— Work to do —
Rewrite all the lines of these entries, requests included, and shift every coordinate in the answers by adding 77 to each number. Leave the pictures out of your answer.

Location identification entries:
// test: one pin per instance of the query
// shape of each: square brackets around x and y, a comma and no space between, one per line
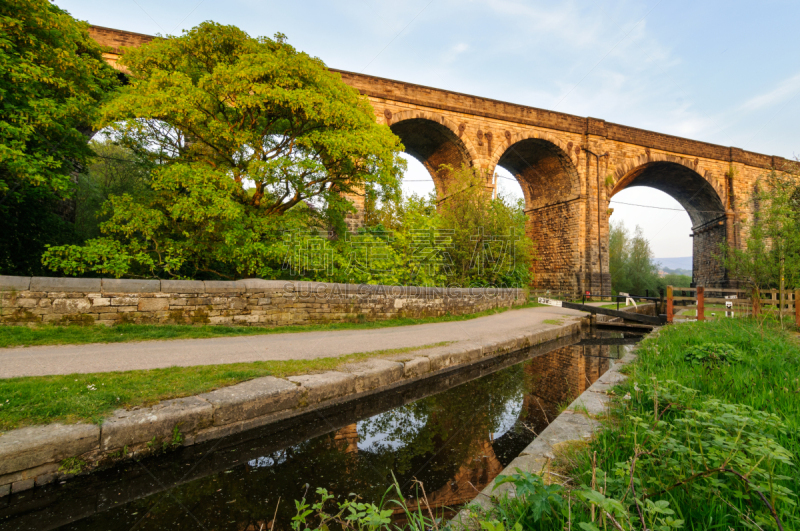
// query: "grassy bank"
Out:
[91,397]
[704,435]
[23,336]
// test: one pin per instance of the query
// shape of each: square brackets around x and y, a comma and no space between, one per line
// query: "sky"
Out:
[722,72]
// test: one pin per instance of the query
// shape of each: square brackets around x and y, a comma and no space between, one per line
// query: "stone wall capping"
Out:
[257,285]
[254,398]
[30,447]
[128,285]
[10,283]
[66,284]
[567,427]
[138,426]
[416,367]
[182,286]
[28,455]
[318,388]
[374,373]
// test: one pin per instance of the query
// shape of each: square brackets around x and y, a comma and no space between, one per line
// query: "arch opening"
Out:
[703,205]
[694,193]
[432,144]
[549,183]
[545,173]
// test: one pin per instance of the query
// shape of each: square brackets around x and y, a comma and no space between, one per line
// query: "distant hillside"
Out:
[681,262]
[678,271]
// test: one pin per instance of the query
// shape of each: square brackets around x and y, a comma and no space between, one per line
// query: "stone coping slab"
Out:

— Answer for the task —
// test: one pin per instance of the query
// shape of each: square brackets around x and y, a comma and no space between, one per line
// query: "grassy bank"
Out:
[168,474]
[781,512]
[100,413]
// test: one pin per instance of the query
// shape of each: square brackets around x and y, a comma and no space between, one per line
// query: "sky"
Out:
[799,149]
// test: one pin per instance of the query
// shape of each: square brackets around x and y, a comma and no space between, one per line
// query: "stone wall capping"
Out:
[334,362]
[331,475]
[107,524]
[205,362]
[87,360]
[143,361]
[644,504]
[215,503]
[493,444]
[259,363]
[105,532]
[395,465]
[451,450]
// test: one pin per instance of the query
// shape of each: square brackets around x and y, a comma and no space between, one per line
// query: "arch opening"
Out:
[780,282]
[771,270]
[509,221]
[626,260]
[622,250]
// test: one pin per instance of the query
// shape of each: square brackets around x and y, a comma and no space between, one per line
// query: "distant hillside"
Out:
[758,339]
[755,348]
// test: one pin per instance of the query
// shape of each: square brackets around x and y, a comma and no space between, one per line
// query: "stone coping slab"
Out:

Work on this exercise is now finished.